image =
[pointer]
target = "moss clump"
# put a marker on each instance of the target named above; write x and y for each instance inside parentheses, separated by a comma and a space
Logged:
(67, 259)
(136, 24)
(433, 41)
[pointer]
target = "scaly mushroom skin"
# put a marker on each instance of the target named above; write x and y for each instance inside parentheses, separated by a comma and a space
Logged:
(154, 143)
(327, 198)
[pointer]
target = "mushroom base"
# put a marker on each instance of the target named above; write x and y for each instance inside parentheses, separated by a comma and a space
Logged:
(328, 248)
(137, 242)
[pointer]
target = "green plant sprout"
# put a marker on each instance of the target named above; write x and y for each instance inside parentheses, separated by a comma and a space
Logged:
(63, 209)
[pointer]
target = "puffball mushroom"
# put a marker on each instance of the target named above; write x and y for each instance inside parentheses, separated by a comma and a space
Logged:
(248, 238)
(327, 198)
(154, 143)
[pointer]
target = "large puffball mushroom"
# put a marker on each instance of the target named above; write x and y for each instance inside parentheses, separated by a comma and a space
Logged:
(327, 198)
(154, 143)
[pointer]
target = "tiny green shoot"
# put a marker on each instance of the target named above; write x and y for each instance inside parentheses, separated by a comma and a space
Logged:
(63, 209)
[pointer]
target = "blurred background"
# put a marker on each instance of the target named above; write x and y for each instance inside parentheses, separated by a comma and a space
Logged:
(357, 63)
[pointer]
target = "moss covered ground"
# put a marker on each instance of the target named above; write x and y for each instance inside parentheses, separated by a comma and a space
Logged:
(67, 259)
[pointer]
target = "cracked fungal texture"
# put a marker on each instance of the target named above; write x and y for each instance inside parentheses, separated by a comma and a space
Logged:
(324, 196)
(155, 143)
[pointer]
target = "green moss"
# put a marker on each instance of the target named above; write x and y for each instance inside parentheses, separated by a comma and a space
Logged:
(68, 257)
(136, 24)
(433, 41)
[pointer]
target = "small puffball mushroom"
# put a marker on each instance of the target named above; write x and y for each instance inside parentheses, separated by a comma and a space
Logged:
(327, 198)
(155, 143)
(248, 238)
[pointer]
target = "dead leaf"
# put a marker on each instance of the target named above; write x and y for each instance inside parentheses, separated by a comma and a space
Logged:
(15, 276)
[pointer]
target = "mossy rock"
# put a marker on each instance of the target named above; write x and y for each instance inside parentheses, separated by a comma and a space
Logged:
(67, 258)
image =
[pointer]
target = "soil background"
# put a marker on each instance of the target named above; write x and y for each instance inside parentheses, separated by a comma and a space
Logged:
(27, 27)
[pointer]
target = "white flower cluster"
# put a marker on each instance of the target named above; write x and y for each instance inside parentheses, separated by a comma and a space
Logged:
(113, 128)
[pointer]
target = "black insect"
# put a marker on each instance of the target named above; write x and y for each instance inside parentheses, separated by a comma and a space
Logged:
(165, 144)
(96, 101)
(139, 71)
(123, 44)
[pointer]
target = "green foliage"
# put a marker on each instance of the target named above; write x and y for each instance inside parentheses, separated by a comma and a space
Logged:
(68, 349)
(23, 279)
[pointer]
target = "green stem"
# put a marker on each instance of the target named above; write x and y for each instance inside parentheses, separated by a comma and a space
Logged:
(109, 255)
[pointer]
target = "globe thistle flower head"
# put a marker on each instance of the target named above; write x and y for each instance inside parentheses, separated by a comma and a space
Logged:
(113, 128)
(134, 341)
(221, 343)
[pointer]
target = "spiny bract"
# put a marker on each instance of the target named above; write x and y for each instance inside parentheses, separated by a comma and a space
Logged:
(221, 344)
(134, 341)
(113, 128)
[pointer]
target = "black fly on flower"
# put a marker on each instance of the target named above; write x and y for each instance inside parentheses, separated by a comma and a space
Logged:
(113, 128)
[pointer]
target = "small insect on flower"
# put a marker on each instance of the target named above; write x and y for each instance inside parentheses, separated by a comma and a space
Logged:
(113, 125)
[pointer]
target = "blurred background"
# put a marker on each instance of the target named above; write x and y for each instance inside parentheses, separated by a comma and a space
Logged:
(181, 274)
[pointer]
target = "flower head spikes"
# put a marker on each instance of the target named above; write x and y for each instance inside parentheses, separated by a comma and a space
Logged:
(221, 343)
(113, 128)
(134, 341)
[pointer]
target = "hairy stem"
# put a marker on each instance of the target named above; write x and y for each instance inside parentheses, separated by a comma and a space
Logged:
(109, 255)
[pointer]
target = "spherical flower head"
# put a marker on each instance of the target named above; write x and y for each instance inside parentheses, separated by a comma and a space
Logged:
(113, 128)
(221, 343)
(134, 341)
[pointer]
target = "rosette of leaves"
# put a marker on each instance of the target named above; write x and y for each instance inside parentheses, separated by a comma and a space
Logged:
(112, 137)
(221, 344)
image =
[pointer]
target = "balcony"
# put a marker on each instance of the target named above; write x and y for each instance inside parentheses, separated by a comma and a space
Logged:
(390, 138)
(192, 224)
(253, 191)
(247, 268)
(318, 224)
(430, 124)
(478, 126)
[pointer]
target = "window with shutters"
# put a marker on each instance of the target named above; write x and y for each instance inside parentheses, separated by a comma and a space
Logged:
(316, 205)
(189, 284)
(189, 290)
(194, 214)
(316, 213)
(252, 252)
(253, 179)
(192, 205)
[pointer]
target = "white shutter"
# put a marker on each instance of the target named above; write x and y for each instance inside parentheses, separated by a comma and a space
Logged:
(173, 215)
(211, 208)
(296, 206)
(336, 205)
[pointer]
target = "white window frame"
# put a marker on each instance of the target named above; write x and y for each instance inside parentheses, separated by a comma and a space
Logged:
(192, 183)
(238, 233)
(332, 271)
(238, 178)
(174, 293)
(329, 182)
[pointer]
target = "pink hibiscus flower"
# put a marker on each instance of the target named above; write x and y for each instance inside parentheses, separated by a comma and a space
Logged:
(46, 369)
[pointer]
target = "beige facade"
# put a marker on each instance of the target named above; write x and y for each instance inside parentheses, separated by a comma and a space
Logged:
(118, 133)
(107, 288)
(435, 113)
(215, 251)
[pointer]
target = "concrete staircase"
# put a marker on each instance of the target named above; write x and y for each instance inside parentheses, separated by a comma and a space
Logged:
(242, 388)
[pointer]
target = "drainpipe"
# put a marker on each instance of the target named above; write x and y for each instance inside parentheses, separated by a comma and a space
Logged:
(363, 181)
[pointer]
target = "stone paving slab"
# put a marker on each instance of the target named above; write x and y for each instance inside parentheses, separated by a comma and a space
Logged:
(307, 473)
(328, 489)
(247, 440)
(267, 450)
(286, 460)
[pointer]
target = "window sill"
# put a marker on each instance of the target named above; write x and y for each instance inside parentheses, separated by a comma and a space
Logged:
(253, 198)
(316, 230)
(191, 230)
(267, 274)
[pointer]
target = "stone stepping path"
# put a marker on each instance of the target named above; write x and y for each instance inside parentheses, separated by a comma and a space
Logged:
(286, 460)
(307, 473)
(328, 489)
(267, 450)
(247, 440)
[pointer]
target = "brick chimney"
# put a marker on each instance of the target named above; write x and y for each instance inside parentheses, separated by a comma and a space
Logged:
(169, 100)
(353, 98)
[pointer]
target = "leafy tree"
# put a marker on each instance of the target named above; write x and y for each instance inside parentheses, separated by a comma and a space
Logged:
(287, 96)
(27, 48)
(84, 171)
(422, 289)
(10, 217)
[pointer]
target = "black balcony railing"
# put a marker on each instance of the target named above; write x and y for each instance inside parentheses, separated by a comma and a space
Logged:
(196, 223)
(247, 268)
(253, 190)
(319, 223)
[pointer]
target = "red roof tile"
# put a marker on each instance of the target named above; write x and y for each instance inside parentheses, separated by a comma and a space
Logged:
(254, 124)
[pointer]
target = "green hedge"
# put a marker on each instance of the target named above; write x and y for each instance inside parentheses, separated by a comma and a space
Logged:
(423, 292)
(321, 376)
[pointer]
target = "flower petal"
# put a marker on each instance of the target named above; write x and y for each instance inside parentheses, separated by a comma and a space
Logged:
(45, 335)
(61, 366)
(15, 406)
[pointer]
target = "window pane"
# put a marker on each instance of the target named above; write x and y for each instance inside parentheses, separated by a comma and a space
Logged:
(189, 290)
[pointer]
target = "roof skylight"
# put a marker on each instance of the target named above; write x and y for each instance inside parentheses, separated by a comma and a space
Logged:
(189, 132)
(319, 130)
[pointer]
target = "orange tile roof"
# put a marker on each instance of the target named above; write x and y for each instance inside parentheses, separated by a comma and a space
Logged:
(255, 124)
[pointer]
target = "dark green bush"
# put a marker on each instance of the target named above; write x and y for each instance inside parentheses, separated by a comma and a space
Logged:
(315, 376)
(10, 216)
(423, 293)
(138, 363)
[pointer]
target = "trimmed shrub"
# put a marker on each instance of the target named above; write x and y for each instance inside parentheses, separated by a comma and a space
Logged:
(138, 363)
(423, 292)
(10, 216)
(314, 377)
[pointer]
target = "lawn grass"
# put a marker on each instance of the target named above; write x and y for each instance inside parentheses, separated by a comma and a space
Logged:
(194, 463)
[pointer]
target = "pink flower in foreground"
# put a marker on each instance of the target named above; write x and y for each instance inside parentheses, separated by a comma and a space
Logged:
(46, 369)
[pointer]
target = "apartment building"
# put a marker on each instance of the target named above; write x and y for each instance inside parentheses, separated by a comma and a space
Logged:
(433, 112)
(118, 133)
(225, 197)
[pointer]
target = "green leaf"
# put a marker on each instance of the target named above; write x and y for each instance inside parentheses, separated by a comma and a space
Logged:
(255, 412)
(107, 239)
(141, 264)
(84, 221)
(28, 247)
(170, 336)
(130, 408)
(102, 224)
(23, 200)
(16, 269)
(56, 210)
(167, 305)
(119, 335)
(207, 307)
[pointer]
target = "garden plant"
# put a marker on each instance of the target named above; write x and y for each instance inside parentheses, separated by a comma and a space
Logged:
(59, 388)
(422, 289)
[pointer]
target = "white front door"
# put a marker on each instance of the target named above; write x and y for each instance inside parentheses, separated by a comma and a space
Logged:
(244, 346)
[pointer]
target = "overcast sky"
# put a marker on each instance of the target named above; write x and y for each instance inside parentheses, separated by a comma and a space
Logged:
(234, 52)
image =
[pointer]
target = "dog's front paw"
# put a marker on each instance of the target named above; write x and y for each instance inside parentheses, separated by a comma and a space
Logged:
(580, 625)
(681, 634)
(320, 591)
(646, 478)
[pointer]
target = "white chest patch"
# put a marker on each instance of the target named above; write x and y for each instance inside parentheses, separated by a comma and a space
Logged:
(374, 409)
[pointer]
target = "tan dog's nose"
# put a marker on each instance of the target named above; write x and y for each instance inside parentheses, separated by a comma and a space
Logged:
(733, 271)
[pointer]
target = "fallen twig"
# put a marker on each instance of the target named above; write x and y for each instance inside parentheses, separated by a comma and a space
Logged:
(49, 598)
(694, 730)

----------------------------------------

#### Description of the task:
Search the entries for the word "roof". Copy every line where it occurs.

#### Result of the task:
target = "red roof tile"
target = "roof skylight"
target = "orange tile roof"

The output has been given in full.